— PAGE EXTRACT —
▬▬▬▬▬▬▬▬▬▬
# Silly question or two...



## Tazzmann (Apr 17, 2011)

Is there a guide on the internet, or something that shows all the different couplers and/or trucks on one page so that you can compare them and/or figure out which ones you have?

I want to change all my plastic wheels to metal, but have no idea which ones I would need. I would also like to change all my couplers to magnetic couplers of good quality and as lifelike as possible.

I am doing a totally country/mountain scene (like you get up here in the great northwest) so not a lot of buildings, other than a cabin, a roadside convenience store and a lumber mill. How hard is the water stuff to work with?

Thanks,
Mike


----------



## NIMT (Jan 6, 2011)

We have covered this Here in the recent past.
Read this and then post back if you have more questions.


----------



## Tazzmann (Apr 17, 2011)

Ok, well, that was good info, but not quite what I was looking for, but might be a small start.

Thanks


----------



## NIMT (Jan 6, 2011)

What exactly do you need to know or need help with?
There are also posts on here about wheel sets too!
Give us some more info on what you need and we should be able to help more. Pictures always help too!


----------



## Tazzmann (Apr 17, 2011)

Actually pictures are what I want. Not sure how to describe it, but it would be nice to have all the coupler styles on one or a few sheets that you can print out and tack to your wall or bench so that you can visually compare different ones. I love learning new things, but when someone says #43 Aetherns's magnatized coupler or something like that, I can look on my sheet instead of having to do a 1/2 hour internet search. This is probably a bad example, but I hope I am getting the point accross.
▬▬▬▬▬▬▬▬▬▬
— PROVIDED RECORDS —
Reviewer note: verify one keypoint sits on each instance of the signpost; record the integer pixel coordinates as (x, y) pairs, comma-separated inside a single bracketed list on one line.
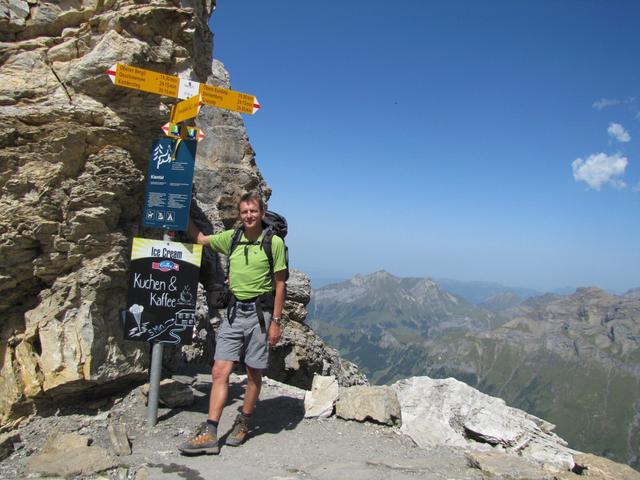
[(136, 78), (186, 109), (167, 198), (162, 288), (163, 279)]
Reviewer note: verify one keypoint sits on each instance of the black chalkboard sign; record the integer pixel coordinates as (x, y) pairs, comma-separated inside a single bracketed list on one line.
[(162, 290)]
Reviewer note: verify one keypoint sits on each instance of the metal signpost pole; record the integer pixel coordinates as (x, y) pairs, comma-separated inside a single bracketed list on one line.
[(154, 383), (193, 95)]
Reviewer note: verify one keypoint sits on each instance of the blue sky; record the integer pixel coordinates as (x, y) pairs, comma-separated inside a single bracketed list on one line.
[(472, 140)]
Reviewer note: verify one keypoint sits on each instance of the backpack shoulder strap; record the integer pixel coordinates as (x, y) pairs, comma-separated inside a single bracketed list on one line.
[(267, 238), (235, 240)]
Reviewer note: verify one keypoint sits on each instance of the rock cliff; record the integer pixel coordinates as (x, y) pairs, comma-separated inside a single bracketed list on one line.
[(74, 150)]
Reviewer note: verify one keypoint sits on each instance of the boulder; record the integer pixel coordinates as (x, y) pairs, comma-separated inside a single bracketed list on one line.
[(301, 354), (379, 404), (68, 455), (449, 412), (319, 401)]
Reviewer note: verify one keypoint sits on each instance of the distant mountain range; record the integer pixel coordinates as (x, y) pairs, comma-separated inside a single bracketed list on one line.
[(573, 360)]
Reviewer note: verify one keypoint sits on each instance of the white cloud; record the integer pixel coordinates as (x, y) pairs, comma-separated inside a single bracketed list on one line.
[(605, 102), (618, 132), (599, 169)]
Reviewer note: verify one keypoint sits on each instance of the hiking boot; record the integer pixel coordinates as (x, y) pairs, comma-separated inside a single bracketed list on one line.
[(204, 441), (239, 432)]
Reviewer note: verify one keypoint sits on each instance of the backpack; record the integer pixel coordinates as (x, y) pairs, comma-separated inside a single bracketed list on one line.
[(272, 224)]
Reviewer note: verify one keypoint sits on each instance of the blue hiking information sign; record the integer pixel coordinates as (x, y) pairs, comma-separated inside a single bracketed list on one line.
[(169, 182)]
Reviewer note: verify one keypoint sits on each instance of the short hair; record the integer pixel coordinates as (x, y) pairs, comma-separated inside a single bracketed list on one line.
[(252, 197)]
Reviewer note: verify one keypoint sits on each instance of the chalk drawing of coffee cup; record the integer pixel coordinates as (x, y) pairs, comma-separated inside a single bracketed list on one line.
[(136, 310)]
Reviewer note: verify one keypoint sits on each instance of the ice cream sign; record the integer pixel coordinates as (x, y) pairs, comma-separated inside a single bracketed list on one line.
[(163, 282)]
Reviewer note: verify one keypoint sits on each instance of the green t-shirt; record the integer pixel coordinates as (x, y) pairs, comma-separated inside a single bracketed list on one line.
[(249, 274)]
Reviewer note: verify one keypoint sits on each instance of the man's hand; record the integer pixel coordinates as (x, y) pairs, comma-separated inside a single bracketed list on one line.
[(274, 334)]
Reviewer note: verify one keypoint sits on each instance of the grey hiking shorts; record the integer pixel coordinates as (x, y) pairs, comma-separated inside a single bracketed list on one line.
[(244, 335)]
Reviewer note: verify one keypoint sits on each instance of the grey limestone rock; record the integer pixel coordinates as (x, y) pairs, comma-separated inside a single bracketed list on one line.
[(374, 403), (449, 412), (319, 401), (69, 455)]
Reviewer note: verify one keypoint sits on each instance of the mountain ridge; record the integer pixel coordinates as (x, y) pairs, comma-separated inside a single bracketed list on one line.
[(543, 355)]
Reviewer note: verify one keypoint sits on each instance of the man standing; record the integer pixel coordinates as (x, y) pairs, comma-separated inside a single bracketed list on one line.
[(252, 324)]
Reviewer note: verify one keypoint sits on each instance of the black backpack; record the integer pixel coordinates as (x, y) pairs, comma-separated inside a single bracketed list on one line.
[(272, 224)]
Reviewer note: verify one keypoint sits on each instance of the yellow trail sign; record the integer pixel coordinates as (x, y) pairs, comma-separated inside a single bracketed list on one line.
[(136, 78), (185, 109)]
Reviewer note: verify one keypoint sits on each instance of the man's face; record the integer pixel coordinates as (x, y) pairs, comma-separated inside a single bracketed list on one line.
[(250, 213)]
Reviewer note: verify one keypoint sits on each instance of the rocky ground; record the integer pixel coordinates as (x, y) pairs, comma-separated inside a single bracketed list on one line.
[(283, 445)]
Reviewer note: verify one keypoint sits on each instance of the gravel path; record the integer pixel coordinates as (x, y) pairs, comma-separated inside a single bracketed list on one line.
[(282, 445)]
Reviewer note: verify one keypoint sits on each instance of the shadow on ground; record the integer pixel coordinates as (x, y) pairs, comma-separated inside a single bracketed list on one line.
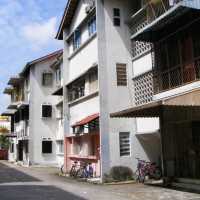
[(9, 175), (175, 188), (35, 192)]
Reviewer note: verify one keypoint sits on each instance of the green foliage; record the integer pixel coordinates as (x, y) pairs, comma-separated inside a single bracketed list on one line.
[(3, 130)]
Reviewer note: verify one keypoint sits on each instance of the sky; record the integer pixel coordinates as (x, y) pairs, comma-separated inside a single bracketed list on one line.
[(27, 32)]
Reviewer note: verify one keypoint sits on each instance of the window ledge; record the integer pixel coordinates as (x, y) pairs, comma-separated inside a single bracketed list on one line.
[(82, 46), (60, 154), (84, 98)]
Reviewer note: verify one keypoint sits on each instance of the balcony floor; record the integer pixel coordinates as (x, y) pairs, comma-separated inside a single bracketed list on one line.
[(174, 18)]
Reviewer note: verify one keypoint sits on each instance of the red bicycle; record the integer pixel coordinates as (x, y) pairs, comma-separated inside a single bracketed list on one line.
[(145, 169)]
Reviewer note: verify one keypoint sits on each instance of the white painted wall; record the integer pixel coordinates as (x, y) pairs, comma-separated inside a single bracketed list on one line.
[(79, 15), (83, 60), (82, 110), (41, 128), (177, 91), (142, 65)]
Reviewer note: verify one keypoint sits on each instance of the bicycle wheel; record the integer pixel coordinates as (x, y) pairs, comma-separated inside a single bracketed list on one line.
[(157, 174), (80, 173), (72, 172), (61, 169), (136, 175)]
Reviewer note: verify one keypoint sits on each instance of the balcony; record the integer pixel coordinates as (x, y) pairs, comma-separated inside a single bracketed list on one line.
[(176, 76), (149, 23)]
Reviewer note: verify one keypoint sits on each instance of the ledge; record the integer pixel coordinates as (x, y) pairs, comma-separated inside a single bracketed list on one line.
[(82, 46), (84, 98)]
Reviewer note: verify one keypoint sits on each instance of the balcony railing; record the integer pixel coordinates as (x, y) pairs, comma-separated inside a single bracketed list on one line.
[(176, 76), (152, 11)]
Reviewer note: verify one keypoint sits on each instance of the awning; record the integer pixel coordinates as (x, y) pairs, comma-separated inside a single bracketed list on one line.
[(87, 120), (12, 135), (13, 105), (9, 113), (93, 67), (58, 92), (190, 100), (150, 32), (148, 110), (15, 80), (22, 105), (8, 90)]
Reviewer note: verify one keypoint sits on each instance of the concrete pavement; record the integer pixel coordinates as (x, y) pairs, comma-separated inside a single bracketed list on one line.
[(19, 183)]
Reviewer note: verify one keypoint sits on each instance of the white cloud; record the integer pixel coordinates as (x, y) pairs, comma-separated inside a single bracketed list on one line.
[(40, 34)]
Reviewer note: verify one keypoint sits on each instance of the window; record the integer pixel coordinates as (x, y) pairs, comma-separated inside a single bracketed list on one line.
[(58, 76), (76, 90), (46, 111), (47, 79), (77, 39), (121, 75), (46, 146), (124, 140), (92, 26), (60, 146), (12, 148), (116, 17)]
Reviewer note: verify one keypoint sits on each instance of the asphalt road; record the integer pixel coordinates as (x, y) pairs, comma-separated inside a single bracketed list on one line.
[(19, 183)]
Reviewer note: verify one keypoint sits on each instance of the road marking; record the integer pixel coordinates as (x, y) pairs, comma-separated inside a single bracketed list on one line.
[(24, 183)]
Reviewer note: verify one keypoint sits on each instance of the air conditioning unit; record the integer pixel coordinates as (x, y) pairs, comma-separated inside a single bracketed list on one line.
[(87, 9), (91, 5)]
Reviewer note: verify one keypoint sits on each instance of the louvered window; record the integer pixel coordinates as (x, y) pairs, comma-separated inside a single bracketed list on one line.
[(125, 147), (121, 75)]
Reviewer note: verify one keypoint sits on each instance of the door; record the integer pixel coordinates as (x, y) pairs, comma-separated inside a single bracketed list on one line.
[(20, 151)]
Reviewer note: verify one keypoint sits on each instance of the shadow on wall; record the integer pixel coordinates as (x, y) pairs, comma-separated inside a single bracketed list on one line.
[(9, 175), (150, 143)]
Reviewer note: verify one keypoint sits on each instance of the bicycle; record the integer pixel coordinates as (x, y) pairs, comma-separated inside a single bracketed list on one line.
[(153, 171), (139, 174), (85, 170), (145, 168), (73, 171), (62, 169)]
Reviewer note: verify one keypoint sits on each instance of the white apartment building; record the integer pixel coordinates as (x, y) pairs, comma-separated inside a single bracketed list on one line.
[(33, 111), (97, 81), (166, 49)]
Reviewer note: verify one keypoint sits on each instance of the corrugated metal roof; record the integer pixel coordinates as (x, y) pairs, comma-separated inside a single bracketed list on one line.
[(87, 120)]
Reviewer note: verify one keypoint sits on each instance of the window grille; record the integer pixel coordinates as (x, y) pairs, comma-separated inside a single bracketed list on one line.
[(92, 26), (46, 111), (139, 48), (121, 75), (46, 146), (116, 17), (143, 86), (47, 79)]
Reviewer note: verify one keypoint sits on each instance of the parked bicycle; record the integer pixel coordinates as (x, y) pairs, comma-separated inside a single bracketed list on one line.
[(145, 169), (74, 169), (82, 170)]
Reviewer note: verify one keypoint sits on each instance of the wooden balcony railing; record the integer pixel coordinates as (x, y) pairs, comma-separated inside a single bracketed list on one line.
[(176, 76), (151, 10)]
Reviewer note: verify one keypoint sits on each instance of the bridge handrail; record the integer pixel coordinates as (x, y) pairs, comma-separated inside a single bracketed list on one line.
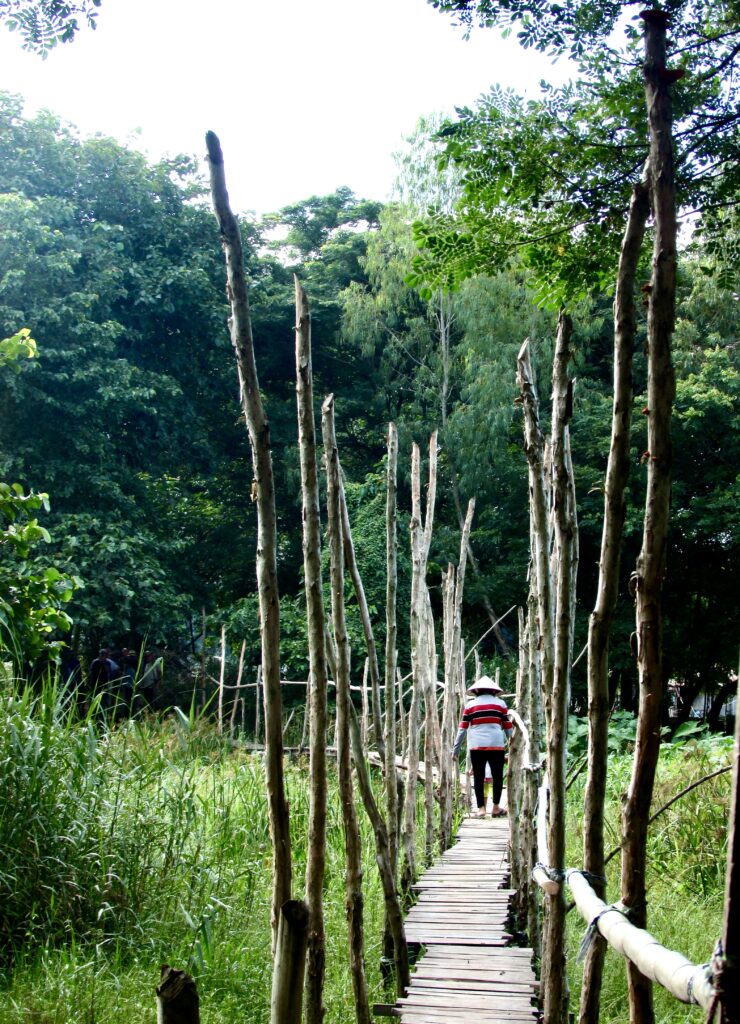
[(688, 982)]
▬▬▬▬▬▬▬▬▬▬
— YOUR TASK —
Copy out the entire model railroad coupler thread above, word for word.

— EXPECTED OUTPUT —
# Silly question or two...



## Tazzmann (Apr 17, 2011)

Is there a guide on the internet, or something that shows all the different couplers and/or trucks on one page so that you can compare them and/or figure out which ones you have?

I want to change all my plastic wheels to metal, but have no idea which ones I would need. I would also like to change all my couplers to magnetic couplers of good quality and as lifelike as possible.

I am doing a totally country/mountain scene (like you get up here in the great northwest) so not a lot of buildings, other than a cabin, a roadside convenience store and a lumber mill. How hard is the water stuff to work with?

Thanks,
Mike


----------



## NIMT (Jan 6, 2011)

We have covered this Here in the recent past.
Read this and then post back if you have more questions.


----------



## Tazzmann (Apr 17, 2011)

Ok, well, that was good info, but not quite what I was looking for, but might be a small start.

Thanks


----------



## NIMT (Jan 6, 2011)

What exactly do you need to know or need help with?
There are also posts on here about wheel sets too!
Give us some more info on what you need and we should be able to help more. Pictures always help too!


----------



## Tazzmann (Apr 17, 2011)

Actually pictures are what I want. Not sure how to describe it, but it would be nice to have all the coupler styles on one or a few sheets that you can print out and tack to your wall or bench so that you can visually compare different ones. I love learning new things, but when someone says #43 Aetherns's magnatized coupler or something like that, I can look on my sheet instead of having to do a 1/2 hour internet search. This is probably a bad example, but I hope I am getting the point accross.